### CHALLENGE A
In the baseball excerpt, which minor leaguer became the seventh Rays player suspended for a positive drug test since the beginning of 2012?

### SOURCE EXTRACT
Jan 17, 2013, 11:51 AM EDT

Andrew Friedman Reuters Reuters

Earlier this week minor leaguer David Wendt became the seventh Rays player to be suspended for a positive drug test since the beginning of 2012, so naturally Roger Mooney of the Tampa Tribune asked executive vice president of baseball operations Andrew Friedman for a comment on that high total:

Obviously we’re disappointed in the number of suspensions in our organization. We have to remember that these are young kids, and as much as you try to educate them, mistakes will happen. The important part is that they learn from them. We will tolerate guys making mistakes. We’ll talk through it again, and it’s incumbent upon them to learn from their mistakes and make sure that it doesn’t happen again.

That’s about what you’d expect Friedman to say.

Rays farm director Mitch Lukevics told Mooney that lists of banned substances are posted in every minor-league clubhouse and players are educated about supplements, which makes seven players in one organization being banned for 50 games all the more startling.

### CHALLENGE B
Show every line of the records that contains the string "white", matching its case exactly.

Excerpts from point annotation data
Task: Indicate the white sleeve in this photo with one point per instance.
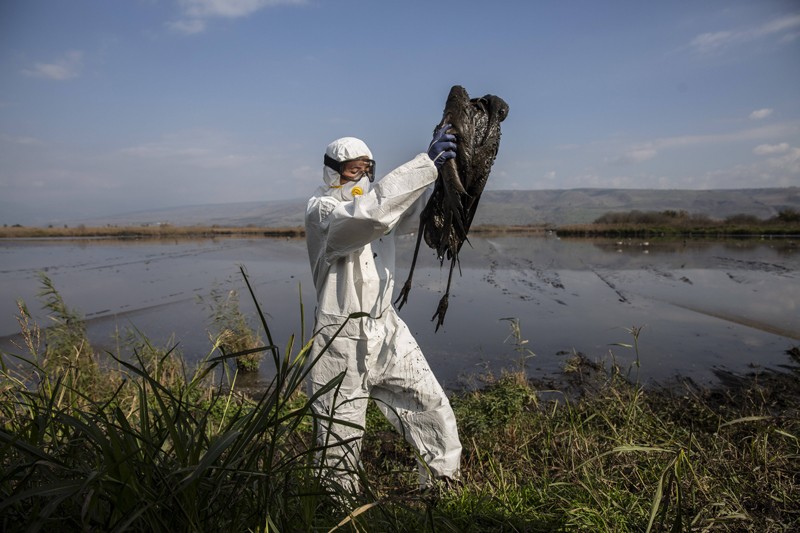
(356, 223)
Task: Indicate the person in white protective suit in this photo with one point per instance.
(351, 224)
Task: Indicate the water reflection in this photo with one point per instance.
(703, 305)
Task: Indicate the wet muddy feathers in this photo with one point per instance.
(447, 217)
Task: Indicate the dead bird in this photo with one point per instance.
(447, 217)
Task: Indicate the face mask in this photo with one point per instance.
(351, 189)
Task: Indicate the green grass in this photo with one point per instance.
(150, 445)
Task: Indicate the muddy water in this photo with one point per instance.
(699, 306)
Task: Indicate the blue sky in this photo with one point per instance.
(119, 106)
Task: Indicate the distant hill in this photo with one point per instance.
(563, 206)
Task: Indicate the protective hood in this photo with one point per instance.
(343, 149)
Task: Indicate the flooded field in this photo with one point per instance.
(702, 306)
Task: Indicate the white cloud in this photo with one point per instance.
(758, 114)
(63, 68)
(24, 141)
(197, 12)
(635, 155)
(770, 149)
(784, 27)
(188, 26)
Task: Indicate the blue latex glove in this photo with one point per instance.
(442, 147)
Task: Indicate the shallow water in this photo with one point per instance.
(701, 305)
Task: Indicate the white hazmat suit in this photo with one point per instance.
(350, 233)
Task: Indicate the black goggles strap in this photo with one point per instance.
(337, 166)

### WORKED SOLUTION A
David Wendt

### WORKED SOLUTION B
Task: Indicate the white sleeve in this photo with one point per instance.
Task: Indicate the person in white protective suit in this photo with one point per instance.
Task: Indicate the white cloud in this photo with one point per instance.
Task: Indicate the white hazmat suit in this photo with one point per instance.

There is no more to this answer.